■ Goal of the exercise ■
Return the records below from the line containing "Exercise. Mark the stone chimney" onward, exactly, through and including the last line.

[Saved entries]
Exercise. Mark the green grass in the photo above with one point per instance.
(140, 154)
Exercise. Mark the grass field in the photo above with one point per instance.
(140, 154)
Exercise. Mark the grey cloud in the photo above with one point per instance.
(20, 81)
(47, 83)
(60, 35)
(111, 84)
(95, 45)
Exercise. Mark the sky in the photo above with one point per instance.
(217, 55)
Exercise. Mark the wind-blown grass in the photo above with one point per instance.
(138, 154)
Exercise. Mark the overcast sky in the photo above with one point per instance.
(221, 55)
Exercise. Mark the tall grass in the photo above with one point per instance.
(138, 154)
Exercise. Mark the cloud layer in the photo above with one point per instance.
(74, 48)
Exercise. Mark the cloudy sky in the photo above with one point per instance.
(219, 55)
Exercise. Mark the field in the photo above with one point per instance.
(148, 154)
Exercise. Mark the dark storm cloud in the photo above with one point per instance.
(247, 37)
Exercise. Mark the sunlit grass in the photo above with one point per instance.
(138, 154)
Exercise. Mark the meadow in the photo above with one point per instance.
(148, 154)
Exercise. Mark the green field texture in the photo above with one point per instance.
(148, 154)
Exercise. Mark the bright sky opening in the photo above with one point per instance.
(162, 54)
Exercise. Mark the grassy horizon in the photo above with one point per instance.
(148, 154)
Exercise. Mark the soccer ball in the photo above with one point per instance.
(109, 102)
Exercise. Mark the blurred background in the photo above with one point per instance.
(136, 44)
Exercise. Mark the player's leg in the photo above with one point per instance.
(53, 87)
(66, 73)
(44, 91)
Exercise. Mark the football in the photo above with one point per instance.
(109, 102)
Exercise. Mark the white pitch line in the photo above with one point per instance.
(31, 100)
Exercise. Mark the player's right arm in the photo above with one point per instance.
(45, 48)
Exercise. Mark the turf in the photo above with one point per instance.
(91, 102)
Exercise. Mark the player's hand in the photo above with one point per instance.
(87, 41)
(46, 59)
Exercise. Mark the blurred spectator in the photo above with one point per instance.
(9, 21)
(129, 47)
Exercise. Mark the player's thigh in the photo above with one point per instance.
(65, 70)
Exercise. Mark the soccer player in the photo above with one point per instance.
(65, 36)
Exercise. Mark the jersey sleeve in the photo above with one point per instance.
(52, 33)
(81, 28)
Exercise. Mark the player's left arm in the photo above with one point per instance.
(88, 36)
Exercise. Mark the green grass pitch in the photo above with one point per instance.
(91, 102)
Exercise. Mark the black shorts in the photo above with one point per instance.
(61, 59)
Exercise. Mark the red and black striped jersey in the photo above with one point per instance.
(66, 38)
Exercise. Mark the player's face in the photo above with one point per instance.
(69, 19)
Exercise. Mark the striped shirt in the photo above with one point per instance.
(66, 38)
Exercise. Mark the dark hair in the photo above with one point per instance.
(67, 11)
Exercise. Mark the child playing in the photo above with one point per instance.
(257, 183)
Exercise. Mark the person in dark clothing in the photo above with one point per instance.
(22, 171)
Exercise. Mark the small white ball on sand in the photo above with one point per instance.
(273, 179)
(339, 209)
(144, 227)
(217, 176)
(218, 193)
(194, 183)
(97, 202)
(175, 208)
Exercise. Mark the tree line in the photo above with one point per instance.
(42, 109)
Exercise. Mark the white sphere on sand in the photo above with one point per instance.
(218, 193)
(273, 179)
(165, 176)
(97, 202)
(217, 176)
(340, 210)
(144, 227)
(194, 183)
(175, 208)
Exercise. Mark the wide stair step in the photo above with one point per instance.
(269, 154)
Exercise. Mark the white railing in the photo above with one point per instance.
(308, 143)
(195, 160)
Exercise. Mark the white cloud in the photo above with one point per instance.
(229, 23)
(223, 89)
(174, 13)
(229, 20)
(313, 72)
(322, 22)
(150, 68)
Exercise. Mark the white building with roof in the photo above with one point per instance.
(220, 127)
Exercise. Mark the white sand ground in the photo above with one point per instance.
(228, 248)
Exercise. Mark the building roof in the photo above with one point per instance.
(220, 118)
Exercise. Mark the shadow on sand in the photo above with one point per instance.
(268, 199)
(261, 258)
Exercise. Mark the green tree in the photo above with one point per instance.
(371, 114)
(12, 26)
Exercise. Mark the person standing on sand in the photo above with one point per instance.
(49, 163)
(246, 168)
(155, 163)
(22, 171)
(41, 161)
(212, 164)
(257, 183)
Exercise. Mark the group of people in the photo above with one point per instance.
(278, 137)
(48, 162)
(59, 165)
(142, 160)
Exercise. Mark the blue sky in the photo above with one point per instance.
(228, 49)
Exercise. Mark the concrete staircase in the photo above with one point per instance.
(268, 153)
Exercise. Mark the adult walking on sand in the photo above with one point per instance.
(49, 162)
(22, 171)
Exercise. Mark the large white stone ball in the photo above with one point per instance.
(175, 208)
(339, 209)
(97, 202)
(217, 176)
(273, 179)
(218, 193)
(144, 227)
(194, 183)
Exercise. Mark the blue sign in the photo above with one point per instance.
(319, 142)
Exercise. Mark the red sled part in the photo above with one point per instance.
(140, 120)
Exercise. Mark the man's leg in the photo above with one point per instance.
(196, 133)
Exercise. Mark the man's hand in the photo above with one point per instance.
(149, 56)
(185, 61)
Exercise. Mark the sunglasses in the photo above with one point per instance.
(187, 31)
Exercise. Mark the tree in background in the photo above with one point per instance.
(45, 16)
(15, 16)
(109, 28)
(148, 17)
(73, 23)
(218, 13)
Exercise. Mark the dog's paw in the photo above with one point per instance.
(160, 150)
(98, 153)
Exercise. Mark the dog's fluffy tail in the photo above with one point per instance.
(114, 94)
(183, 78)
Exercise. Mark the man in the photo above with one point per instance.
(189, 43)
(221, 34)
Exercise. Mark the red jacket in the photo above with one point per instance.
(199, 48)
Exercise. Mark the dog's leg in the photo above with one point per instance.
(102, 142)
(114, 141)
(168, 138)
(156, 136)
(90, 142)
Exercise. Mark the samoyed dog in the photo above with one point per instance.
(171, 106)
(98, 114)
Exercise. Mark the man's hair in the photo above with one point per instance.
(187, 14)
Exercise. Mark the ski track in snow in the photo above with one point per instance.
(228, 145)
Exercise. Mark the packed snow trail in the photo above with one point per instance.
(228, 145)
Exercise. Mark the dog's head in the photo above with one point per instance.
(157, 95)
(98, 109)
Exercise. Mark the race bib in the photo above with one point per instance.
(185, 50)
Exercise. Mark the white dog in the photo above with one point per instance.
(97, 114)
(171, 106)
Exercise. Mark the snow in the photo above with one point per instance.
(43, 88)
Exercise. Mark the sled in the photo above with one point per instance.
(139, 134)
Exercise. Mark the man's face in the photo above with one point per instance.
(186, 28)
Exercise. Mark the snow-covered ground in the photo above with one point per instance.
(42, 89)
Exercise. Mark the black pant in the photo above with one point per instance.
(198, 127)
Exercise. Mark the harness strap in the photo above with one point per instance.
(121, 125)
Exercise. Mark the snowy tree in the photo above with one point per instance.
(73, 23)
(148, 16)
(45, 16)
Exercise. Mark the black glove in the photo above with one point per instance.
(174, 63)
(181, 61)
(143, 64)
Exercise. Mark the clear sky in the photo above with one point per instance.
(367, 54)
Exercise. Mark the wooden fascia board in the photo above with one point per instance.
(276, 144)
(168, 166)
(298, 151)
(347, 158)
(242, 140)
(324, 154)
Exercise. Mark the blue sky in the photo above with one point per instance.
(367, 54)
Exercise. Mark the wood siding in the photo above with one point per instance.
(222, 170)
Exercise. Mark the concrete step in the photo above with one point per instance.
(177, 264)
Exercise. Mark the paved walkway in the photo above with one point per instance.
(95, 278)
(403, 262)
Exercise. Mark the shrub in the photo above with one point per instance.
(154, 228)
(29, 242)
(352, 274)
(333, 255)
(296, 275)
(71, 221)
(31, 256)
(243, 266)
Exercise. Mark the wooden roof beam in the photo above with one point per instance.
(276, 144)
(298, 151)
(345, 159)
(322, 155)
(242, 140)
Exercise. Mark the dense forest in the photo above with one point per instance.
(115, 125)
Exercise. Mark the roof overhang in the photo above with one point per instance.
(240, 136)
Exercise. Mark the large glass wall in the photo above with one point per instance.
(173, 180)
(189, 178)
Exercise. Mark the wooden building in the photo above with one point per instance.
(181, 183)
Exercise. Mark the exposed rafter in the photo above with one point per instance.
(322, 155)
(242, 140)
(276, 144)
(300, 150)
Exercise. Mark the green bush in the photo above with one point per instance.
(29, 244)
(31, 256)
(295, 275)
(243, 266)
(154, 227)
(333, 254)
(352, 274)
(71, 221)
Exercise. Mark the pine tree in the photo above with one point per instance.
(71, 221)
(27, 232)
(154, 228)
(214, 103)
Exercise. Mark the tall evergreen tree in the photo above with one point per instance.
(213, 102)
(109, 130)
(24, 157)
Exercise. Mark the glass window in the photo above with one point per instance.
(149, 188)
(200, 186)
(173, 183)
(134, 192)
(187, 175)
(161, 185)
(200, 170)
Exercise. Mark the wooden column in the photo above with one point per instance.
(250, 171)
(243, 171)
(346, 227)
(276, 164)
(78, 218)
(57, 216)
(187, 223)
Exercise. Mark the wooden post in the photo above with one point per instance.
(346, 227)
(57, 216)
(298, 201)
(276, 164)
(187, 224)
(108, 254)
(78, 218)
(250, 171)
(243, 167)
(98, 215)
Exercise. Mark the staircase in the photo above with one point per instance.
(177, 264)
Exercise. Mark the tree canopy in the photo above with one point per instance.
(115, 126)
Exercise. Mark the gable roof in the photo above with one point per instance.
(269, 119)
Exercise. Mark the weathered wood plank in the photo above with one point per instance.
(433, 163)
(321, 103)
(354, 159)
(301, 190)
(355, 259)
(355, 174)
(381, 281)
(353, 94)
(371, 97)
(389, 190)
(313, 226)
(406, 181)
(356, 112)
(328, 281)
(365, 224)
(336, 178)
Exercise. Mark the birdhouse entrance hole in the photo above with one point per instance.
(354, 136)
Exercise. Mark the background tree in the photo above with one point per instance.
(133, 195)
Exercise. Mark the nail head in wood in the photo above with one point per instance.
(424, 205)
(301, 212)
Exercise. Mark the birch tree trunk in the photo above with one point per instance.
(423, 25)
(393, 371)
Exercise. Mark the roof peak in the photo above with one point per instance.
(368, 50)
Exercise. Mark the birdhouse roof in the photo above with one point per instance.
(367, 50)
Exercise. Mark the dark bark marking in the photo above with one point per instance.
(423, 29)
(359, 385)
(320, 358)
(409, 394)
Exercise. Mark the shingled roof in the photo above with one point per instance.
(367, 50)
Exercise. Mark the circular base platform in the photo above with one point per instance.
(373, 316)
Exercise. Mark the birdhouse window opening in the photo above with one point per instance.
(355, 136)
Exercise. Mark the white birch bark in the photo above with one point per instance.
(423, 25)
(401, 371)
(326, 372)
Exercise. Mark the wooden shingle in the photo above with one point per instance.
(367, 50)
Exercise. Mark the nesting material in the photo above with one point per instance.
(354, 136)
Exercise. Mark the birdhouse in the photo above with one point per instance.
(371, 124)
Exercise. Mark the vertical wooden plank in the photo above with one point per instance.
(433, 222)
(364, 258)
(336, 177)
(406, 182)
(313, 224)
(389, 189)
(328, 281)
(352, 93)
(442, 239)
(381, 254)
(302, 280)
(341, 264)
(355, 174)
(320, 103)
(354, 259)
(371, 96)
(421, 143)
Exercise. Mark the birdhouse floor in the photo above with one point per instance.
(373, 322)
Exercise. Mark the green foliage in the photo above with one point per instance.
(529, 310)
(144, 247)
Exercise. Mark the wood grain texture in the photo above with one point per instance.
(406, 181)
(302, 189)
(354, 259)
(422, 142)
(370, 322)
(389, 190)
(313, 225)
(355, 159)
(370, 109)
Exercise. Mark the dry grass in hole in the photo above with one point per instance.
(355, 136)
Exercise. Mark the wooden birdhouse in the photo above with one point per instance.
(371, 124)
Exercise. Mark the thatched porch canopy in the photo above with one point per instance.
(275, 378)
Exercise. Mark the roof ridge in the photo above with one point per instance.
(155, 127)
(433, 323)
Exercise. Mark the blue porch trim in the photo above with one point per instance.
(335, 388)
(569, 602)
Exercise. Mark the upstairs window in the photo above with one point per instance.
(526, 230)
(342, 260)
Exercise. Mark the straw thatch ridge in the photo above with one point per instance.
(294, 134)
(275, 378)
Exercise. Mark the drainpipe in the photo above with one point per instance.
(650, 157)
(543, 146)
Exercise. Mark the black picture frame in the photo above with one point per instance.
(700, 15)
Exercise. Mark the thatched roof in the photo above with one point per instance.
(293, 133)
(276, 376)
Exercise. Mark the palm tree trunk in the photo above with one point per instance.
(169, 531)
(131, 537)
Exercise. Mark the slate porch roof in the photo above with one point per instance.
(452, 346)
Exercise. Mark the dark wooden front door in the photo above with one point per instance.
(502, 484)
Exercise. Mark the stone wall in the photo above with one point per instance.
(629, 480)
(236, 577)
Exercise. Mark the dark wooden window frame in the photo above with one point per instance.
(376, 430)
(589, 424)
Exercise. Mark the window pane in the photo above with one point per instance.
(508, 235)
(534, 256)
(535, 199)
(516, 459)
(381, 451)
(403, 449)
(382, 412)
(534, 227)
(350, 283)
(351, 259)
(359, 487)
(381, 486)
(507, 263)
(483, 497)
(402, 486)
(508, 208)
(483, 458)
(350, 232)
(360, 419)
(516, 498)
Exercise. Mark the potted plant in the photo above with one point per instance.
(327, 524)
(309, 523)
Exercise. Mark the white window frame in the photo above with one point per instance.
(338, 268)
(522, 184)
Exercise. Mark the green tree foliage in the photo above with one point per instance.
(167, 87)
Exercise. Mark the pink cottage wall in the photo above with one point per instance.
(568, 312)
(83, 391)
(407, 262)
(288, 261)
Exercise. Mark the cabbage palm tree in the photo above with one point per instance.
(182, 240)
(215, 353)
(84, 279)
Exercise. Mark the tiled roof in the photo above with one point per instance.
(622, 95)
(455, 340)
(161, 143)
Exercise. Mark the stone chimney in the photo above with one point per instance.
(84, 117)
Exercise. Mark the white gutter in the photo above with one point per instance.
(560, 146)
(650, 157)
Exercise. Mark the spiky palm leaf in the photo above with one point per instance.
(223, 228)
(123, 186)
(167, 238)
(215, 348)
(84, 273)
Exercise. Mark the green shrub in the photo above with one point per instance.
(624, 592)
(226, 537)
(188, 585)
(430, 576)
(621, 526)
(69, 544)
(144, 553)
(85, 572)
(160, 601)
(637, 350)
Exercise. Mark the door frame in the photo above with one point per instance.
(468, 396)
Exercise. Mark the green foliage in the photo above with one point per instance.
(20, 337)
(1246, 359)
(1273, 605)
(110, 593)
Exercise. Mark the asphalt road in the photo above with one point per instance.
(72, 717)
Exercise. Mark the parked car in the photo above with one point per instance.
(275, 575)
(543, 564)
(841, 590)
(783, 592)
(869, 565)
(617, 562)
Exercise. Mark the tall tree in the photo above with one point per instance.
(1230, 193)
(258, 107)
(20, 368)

■ Completed exercise ■
Exercise. Mark the stone chimney in the photo above with one point per instance.
(84, 117)
Exercise. Mark the white gutter in the photo above with one point per instance.
(560, 146)
(650, 157)
Exercise. Mark the spiky palm leaf in the photo above with one point per instance.
(223, 228)
(123, 186)
(167, 238)
(215, 348)
(84, 273)
Exercise. Mark the green shrub in the photo above with one point per instance.
(624, 592)
(226, 537)
(188, 585)
(430, 576)
(621, 526)
(69, 544)
(144, 553)
(85, 572)
(160, 601)
(637, 350)
Exercise. Mark the door frame in the photo above with one point per instance.
(468, 396)
Exercise. Mark the green foliage in the photo above with one point per instance.
(20, 337)
(1246, 359)
(1273, 605)
(110, 593)
Exercise. Mark the asphalt road in the photo above with one point per instance.
(72, 717)
Exercise. Mark the parked car in the photo above with one point per instance.
(275, 575)
(543, 564)
(841, 590)
(783, 592)
(869, 565)
(617, 562)
Exercise. Mark the tall tree in the photo above with one point per instance.
(1230, 193)
(258, 107)
(20, 368)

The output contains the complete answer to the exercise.